Bach’s cantatas for this Sunday—with their overall subdued, even weary mood—remind us that even Christians focused upon the truth of Christ can be very weighed down by distress and trouble. You may have “theological joy” even when the emotion of joy eludes you. You can stay constant to God’s saving acts—which are God’s accomplishments, not yours—even as you struggle upon a rough road.

(As indicated in the CD notes, all English translations of Bach’s texts are by Richard Stokes.)

Where Are You Going? Bach’s Cantatas for the Fourth Sunday after Easter

This coming Sunday, the fourth after Easter, is Cantate Sunday, so named because the first words of the Mass introit are Cantate Domino novum canticum, “Sing ye to the Lord a new song.” The three cantatas on this disc, CD 18, are: “Wo gehest du hin?” (BWV 166 “Whither goest thou?”), “Es ist euch gut, das ich hingehe,” (BWV 108, “It is expedient for you, that I go away”), and “Sei Lob und Ehr dem höchsten Gut” (BWV 117, “Give laud and praise to the highest good”).

The CD sleeve picture is of a boy in Mali—Timbuktu, in fact, a name not uncommonly used as a metaphor for any place a long way away.

In the CD notes, conductor John Eliot Gardiner comments that these cantatas seem less dramatic than other post-Resurrection cantatas, which I thought so, too, as I listened to them in the early morning (swatting away one of our cats who wants to walk on the laptop keyboard). But (Gardiner writes), “Bach is constantly challenging his listeners to consider what it is to be alive, using his music to tease new meanings out of the Gospel texts.” In BWV 166, for instance, Bach “reminds us how ephemeral human life is, and what a potential mess we make of it and its opportunities; but how there are signposts to be read, props to lean on and compass bearings to bring us back on course, even at the times when we sense we are most alone…”

• [TASKS TO COMPLETE]
1: Repeat the part of the Bach cantata passage that opens with the words containing "Bach’s cantatas for this" and closes with "a rough road.", swapping "road" for "path".
2: Answer these questions on the Bach cantata passage:
(a) Which Sunday after Easter is Cantate Sunday?
(b) Who made the English translations of Bach's texts?
(c) Where is the boy pictured on the CD sleeve?
You won't need the records.

• [LISTING]
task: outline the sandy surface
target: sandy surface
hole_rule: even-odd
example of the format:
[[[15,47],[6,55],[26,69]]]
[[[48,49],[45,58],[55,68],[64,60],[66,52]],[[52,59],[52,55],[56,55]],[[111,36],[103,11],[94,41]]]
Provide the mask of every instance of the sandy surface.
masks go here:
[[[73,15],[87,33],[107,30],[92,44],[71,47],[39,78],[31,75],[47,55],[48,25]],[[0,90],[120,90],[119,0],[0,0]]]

• [ANSWERS BELOW]
1:
Bach’s cantatas for this Sunday—with their overall subdued, even weary mood—remind us that even Christians focused upon the truth of Christ can be very weighed down by distress and trouble. You may have “theological joy” even when the emotion of joy eludes you. You can stay constant to God’s saving acts—which are God’s accomplishments, not yours—even as you struggle upon a rough path.

2:
(a) The fourth Sunday after Easter.
(b) Richard Stokes.
(c) In Timbuktu, in Mali.